RECORDED INFORMATION.
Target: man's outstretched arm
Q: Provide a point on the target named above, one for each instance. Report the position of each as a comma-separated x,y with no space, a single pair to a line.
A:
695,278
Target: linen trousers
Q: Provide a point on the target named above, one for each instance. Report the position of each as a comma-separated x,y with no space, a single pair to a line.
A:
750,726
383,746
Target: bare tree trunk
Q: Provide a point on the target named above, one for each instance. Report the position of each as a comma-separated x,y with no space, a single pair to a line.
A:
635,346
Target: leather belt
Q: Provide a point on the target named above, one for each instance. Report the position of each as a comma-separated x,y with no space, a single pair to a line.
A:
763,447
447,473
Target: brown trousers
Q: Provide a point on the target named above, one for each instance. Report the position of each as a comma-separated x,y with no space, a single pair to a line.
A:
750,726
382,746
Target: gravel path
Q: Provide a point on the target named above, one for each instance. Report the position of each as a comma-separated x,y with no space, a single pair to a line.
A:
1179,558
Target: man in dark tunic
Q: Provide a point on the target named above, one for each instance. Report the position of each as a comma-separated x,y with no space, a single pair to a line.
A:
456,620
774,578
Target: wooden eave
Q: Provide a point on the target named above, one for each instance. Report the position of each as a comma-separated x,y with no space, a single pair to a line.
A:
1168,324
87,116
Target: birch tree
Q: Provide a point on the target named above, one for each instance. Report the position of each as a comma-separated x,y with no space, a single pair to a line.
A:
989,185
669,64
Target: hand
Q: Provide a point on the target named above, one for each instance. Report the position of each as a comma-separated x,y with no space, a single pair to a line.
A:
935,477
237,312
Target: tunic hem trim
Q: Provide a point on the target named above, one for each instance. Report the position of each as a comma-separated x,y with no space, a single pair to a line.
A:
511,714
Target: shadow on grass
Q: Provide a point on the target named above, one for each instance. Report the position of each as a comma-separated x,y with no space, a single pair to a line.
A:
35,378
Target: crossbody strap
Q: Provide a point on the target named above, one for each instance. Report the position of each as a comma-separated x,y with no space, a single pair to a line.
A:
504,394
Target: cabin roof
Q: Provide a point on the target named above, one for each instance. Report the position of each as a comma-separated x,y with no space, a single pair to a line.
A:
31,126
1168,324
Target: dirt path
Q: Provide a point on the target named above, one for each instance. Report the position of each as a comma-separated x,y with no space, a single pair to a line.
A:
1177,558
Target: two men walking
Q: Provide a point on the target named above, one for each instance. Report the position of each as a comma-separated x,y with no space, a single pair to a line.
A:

EXERCISE PROMPT.
Write out all the records above again, substituting "pants" for each occurrence of "trousers" and leaving everything else unchanged.

COMPLETE RESPONSE.
Target: man's outstretched arm
Q: Provide a point on the target named above, one for each instance. Report the position of each as a comma-separated x,y with no space, a single pair to a line.
A:
695,278
Target: linen pants
Q: Provide a point on the target named above, one for each instance. Report the position of each as a comma-separated x,y with no space, a single pair to a line.
A:
750,726
383,746
Target: bare tree trunk
Q: Provide a point on the target named above, one for each instance. Report the position of each as a comma-separated x,y with no space, a single pair to a line.
A:
635,346
Target: leather belt
Q: Provide a point on the target named above, one for each instance. Report the position of each as a comma-separated x,y with no space, a single pair to a line.
A:
763,447
447,473
Target: brown pants
Q: Provide a point on the target named above, one for each instance. Report the position of each as a comma-separated x,y with no space, a single pair to a line.
A:
750,726
382,746
Target: gravel path
Q: Provide a point on the target named above, one for each instance. Report the position of each as a comma-separated x,y with no space, a single pair to a line.
A:
1179,558
Target: man in dark tunic
Q: Provide a point on the target named above, one for each instance. Report the position of each as a comma-separated x,y with no space, a single pair to a line.
A:
456,620
774,578
Target: wooden eave
Q: Provide a point on the target named above, one for each instance. Report the position of each as a comma-separated x,y with no space, a single pair to a line.
A:
1168,324
87,116
Target: birch tree
Q: Provide a point on the target named above, one for each instance. Report the position of each as a comma-separated x,y with no space, a single pair to a line.
A:
989,185
669,64
Target: hand
Q: Provide a point on the target named above, one for each instance. Report the position of each as a comma-separated x,y with no space, a single pair to a line.
A:
935,477
237,312
Target: tunic hem trim
Q: Provide a point on the target named above, one for each instance. Report the position of each as a comma-separated x,y with no space, a single pair to a line.
A:
511,714
Target: shadow on grass
Q: Provide a point on the target named above, one for each instance. Report the position of each as a comma-separated x,y with no space, a single pair to a line.
A:
35,378
Target: crossbody strap
Q: Provide a point on the target named above, one for each instance. Report the position of each as a comma-separated x,y with no space, a single pair to a line.
A:
504,394
Target: cabin roof
Q: Provide a point on the target named above, one for each instance. Report the position of each as a comma-separated x,y with no space, a single pair to a line.
A:
31,126
1168,324
Target: dirt path
Q: Provide a point on the target named above, one for each instance. Report the position of each as a comma-separated x,y with no space, a single pair to a line.
A:
1177,558
Target: two men walking
Q: Provide a point on the target named above, one for each instance. Report the position of each as a comma-separated x,y with no space, a single pair to a line.
A:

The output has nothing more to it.